» Work instruction
In the records below, the line with "[[266, 16], [204, 29], [37, 193]]" opens the range and the line with "[[164, 145]]" closes it; print that range exactly and nothing else.

» The data
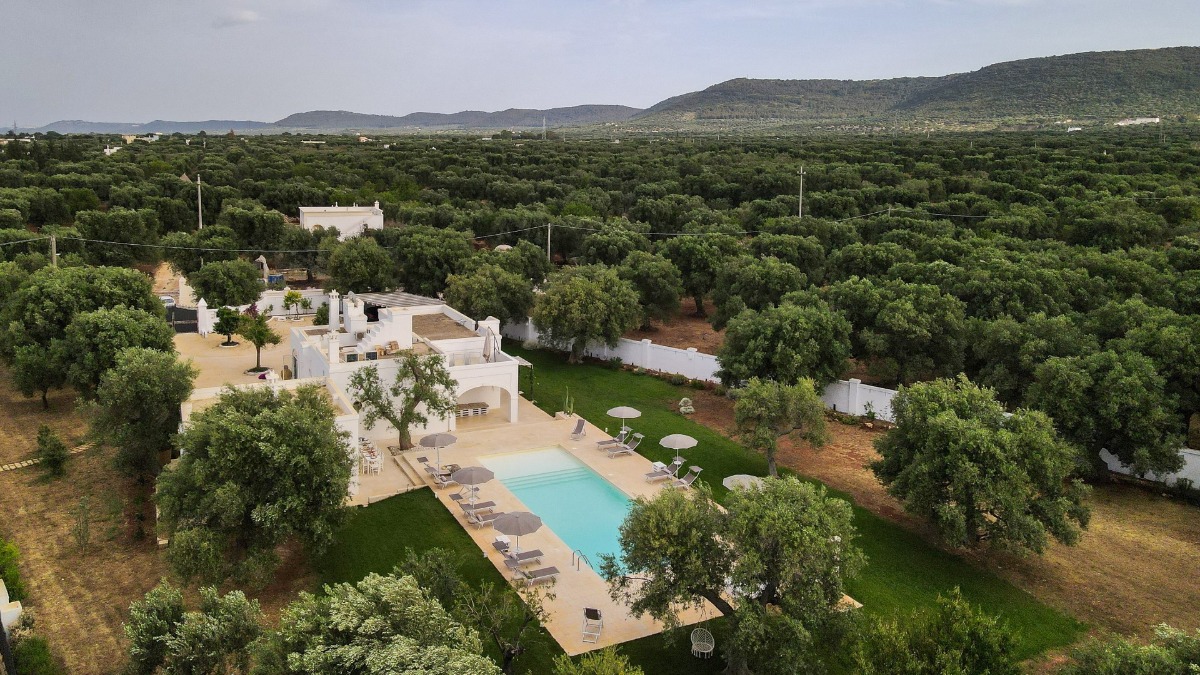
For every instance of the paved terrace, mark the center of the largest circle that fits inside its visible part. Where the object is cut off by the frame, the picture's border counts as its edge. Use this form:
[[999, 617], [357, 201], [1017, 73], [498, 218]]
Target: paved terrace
[[579, 586]]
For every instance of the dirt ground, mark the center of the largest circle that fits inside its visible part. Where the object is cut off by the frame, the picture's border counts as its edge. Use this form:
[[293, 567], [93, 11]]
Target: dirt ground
[[1133, 567], [685, 330], [81, 598]]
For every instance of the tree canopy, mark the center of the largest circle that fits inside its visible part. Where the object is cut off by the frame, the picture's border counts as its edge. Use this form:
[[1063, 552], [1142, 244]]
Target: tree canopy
[[257, 469], [786, 344], [783, 553], [227, 282], [981, 476], [585, 305]]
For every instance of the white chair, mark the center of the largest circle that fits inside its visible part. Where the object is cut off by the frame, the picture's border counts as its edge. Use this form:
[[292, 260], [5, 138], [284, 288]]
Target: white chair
[[593, 623], [702, 643]]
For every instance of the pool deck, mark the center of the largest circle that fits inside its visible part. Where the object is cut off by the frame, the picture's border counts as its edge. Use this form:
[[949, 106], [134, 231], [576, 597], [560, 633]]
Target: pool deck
[[579, 586]]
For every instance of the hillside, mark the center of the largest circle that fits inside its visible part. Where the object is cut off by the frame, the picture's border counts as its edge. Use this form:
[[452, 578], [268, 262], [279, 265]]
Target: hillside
[[156, 126], [1104, 84], [511, 118]]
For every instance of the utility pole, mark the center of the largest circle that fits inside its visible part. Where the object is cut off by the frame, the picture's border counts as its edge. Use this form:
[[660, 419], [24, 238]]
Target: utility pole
[[199, 205], [799, 210]]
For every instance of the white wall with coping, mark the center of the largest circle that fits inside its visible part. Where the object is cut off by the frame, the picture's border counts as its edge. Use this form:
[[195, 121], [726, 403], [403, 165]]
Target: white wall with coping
[[850, 396], [1191, 470], [10, 610]]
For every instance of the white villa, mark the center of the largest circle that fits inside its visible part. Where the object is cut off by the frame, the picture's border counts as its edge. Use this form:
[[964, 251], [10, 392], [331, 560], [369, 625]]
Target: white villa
[[370, 329], [349, 221]]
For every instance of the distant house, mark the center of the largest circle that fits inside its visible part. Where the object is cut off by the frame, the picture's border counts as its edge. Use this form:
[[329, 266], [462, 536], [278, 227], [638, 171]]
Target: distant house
[[349, 221], [1131, 121]]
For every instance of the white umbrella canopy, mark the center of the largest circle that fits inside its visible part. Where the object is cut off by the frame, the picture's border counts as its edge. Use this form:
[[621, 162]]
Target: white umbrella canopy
[[678, 442], [516, 524], [472, 476], [623, 413]]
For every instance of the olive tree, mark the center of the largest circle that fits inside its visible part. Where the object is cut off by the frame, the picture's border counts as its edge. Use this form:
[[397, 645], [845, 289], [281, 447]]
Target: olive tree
[[981, 476], [490, 291], [774, 562], [138, 406], [583, 305], [423, 387], [767, 411], [786, 344], [257, 469]]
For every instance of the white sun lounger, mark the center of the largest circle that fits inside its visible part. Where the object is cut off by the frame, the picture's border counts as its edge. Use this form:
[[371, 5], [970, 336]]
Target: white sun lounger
[[535, 575], [613, 452]]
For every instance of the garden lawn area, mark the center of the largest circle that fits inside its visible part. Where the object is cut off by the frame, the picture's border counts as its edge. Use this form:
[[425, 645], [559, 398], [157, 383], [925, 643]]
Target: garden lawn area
[[375, 539], [904, 572]]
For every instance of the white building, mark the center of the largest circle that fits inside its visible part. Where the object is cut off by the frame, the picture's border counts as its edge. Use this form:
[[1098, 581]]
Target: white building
[[349, 221], [371, 329]]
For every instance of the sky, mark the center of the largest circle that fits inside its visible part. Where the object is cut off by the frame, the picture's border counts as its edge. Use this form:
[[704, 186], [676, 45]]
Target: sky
[[138, 60]]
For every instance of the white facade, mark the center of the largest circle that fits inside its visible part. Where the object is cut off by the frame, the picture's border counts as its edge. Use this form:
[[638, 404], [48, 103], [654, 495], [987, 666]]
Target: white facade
[[483, 372], [349, 221]]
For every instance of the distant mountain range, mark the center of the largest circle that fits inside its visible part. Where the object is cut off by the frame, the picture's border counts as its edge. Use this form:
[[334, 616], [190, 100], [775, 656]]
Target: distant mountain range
[[1104, 84], [1095, 84]]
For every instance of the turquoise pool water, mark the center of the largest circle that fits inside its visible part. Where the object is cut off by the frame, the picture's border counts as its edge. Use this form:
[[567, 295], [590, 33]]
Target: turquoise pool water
[[575, 502]]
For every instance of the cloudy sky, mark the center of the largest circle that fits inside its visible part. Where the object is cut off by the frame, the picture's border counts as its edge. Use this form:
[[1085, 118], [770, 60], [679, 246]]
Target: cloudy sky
[[137, 60]]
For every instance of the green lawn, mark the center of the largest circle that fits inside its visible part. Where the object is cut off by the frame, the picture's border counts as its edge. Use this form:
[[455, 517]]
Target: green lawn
[[903, 572]]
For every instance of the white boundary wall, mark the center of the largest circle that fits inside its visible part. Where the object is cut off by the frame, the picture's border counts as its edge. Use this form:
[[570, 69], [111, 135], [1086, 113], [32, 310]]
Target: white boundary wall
[[844, 395], [1191, 470]]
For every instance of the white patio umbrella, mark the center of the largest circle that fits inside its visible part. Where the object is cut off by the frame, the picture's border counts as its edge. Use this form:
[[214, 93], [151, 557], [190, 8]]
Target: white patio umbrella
[[678, 442], [489, 345], [472, 476], [623, 413], [438, 441], [516, 524]]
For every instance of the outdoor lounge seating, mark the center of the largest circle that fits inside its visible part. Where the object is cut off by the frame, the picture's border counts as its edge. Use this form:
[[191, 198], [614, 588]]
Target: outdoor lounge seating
[[477, 508], [625, 449], [535, 575], [480, 519], [618, 440], [667, 471], [687, 481], [593, 623], [702, 643], [579, 432], [523, 557]]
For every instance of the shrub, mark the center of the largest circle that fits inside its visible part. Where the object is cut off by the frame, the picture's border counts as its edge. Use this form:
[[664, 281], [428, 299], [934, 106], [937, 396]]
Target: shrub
[[33, 656], [9, 571], [53, 452]]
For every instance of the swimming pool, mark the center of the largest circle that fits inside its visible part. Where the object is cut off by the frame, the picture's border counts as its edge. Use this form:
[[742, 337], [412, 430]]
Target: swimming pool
[[573, 500]]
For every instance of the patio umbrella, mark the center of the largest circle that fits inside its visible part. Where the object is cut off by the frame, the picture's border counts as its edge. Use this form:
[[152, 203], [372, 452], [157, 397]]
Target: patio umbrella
[[623, 413], [472, 476], [516, 524], [438, 441], [678, 442], [489, 345]]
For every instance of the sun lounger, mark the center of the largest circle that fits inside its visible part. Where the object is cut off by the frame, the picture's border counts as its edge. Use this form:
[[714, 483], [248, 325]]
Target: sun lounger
[[514, 561], [667, 471], [535, 575], [477, 508], [625, 449], [480, 519], [618, 440], [687, 481]]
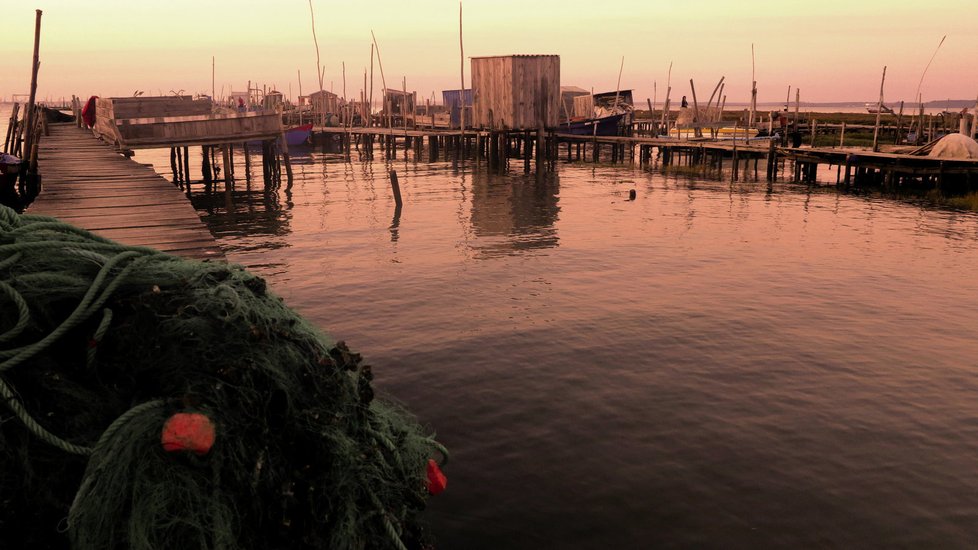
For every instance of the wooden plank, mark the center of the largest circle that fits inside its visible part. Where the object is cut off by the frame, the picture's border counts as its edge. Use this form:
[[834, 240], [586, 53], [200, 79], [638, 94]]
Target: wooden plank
[[89, 185]]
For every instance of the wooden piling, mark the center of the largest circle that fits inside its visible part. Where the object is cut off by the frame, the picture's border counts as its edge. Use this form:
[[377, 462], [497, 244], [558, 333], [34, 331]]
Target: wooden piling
[[30, 114], [396, 189]]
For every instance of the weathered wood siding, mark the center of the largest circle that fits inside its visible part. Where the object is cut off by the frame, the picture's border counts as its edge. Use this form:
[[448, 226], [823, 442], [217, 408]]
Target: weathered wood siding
[[189, 122], [583, 106], [516, 92]]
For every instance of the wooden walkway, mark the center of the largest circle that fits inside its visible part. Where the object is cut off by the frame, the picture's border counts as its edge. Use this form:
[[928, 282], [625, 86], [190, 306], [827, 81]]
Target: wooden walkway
[[87, 183]]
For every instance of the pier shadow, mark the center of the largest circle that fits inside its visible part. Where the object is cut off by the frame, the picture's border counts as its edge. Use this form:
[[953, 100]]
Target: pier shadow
[[512, 215]]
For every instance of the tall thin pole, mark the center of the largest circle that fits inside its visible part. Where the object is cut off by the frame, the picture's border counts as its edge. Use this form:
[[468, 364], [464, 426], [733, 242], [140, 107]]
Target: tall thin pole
[[370, 102], [29, 118], [383, 81], [879, 109], [312, 16], [461, 51], [753, 89], [665, 106], [618, 86]]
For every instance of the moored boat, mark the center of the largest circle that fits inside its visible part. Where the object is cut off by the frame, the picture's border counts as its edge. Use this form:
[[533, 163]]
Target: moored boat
[[298, 135], [603, 126]]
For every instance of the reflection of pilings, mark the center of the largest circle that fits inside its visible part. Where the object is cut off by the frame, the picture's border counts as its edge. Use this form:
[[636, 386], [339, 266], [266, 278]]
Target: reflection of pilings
[[186, 165], [173, 165], [205, 165]]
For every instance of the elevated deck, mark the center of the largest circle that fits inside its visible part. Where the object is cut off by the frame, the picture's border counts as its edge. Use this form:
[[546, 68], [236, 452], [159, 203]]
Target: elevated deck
[[86, 182]]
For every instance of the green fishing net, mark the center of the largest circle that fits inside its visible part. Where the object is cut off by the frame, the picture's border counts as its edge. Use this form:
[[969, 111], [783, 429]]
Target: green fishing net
[[100, 344]]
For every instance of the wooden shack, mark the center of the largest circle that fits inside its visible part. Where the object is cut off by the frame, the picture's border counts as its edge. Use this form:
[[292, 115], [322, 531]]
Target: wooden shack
[[516, 91], [455, 101], [587, 106], [567, 95], [399, 107], [152, 122], [323, 102]]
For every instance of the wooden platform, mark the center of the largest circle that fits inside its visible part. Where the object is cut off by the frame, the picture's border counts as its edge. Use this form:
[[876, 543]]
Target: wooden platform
[[87, 183]]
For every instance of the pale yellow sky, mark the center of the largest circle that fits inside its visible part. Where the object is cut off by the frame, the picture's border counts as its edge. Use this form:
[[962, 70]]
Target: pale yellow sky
[[833, 50]]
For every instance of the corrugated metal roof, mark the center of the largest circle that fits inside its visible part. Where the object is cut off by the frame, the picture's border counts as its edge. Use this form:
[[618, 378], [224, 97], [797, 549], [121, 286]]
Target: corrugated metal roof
[[514, 55]]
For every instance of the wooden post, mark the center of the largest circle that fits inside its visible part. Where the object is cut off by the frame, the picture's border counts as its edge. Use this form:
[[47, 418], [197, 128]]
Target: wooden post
[[285, 158], [897, 139], [879, 111], [396, 189], [205, 165], [226, 157], [974, 121], [186, 164], [461, 52], [29, 114]]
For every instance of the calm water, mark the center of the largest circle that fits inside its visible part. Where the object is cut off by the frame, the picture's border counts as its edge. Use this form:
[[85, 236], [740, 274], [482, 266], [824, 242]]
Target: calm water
[[709, 366]]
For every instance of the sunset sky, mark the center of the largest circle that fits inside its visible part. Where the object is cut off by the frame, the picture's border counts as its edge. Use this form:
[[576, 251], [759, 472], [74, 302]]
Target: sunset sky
[[833, 50]]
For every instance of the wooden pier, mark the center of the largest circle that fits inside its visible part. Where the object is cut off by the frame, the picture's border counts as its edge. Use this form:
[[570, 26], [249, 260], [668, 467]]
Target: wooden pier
[[760, 156], [88, 183]]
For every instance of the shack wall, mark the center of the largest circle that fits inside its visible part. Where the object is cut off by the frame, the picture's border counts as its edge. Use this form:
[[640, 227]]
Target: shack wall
[[516, 92]]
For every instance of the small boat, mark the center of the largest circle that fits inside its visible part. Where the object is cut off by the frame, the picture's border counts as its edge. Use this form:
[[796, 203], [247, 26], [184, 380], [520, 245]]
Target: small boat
[[604, 126], [298, 135], [871, 107], [9, 169]]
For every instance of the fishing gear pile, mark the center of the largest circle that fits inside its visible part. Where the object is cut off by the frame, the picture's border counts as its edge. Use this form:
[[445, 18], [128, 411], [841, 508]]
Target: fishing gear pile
[[153, 402]]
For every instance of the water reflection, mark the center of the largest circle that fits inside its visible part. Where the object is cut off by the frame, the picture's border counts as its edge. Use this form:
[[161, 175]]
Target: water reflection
[[511, 215], [246, 209]]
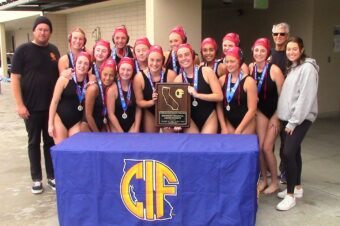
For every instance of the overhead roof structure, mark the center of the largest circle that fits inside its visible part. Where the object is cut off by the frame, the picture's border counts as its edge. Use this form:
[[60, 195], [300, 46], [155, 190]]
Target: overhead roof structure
[[45, 5]]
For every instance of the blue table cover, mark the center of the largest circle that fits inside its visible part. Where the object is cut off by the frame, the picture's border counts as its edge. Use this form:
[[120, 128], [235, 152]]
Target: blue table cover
[[156, 179]]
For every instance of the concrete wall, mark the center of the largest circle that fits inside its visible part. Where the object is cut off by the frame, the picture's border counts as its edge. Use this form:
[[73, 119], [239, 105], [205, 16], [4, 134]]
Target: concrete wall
[[328, 60], [251, 24], [306, 19], [131, 14], [169, 14]]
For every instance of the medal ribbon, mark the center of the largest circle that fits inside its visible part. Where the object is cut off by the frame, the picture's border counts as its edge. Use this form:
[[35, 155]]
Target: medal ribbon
[[174, 66], [230, 92], [261, 79], [101, 89], [124, 103], [150, 80], [185, 76], [215, 66], [137, 66], [80, 92], [72, 59], [114, 53]]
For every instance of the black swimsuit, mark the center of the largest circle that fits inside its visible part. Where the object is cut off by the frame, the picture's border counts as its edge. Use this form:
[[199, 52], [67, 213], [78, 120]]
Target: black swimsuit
[[130, 111], [203, 110], [147, 91], [268, 96], [98, 111], [238, 104], [129, 53], [68, 105], [169, 64], [216, 70]]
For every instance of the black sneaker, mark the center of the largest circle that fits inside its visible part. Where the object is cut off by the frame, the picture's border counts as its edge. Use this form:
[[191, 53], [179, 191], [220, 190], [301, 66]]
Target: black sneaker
[[51, 183], [37, 187]]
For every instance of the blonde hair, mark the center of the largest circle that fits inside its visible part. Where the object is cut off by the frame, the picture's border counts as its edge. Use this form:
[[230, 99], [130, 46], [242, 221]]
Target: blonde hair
[[281, 25]]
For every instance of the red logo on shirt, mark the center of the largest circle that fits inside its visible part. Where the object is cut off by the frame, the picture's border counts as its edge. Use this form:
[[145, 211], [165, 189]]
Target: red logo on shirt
[[53, 56]]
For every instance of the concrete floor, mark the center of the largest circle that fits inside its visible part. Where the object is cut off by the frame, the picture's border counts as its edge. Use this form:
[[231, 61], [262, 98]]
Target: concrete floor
[[321, 178]]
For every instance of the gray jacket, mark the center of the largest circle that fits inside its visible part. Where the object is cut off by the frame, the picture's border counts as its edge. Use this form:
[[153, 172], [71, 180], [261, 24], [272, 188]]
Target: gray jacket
[[298, 99]]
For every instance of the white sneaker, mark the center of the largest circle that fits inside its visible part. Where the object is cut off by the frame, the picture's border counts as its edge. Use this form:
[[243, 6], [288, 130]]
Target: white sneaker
[[298, 193], [51, 183], [287, 203], [37, 187]]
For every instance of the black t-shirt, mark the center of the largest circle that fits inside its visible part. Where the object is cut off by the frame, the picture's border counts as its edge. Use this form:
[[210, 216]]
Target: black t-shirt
[[38, 67], [279, 58]]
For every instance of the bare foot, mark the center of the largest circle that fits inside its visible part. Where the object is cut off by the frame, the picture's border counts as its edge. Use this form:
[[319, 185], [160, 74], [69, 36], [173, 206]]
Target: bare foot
[[271, 189], [261, 185]]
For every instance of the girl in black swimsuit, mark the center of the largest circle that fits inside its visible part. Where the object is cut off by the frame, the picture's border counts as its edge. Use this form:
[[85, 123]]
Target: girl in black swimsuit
[[209, 53], [236, 113], [141, 49], [144, 85], [96, 95], [204, 89], [67, 105], [124, 114], [269, 80], [120, 39]]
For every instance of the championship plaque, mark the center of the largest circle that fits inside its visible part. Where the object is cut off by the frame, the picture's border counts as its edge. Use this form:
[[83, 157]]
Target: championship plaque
[[173, 105]]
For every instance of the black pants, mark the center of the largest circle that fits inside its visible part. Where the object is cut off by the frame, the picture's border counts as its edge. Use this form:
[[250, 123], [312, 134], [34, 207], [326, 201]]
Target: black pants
[[292, 154], [37, 124], [282, 140]]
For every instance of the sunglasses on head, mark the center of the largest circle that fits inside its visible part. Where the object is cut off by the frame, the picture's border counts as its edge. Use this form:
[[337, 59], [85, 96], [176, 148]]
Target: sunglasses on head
[[281, 34]]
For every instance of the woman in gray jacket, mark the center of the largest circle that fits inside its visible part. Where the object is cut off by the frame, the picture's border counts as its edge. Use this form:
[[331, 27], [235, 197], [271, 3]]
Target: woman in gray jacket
[[297, 110]]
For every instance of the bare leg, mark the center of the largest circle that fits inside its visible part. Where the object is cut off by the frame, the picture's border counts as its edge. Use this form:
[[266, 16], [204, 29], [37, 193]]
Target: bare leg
[[149, 122], [60, 130], [261, 126], [210, 126]]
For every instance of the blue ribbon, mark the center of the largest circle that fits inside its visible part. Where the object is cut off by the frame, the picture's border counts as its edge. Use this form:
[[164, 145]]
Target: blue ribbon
[[80, 92], [100, 84], [150, 80], [124, 103], [230, 92], [185, 76]]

» Response to this task
[[266, 16], [204, 29], [37, 193]]
Target: bare leg
[[149, 122], [60, 130], [261, 126], [210, 126]]
For every instance of the blue ribbon, mark the center of the largest circle that fits inside its visible part. Where the object is cut off by the frame, the picture's border counts as its edge. Use this form:
[[164, 145]]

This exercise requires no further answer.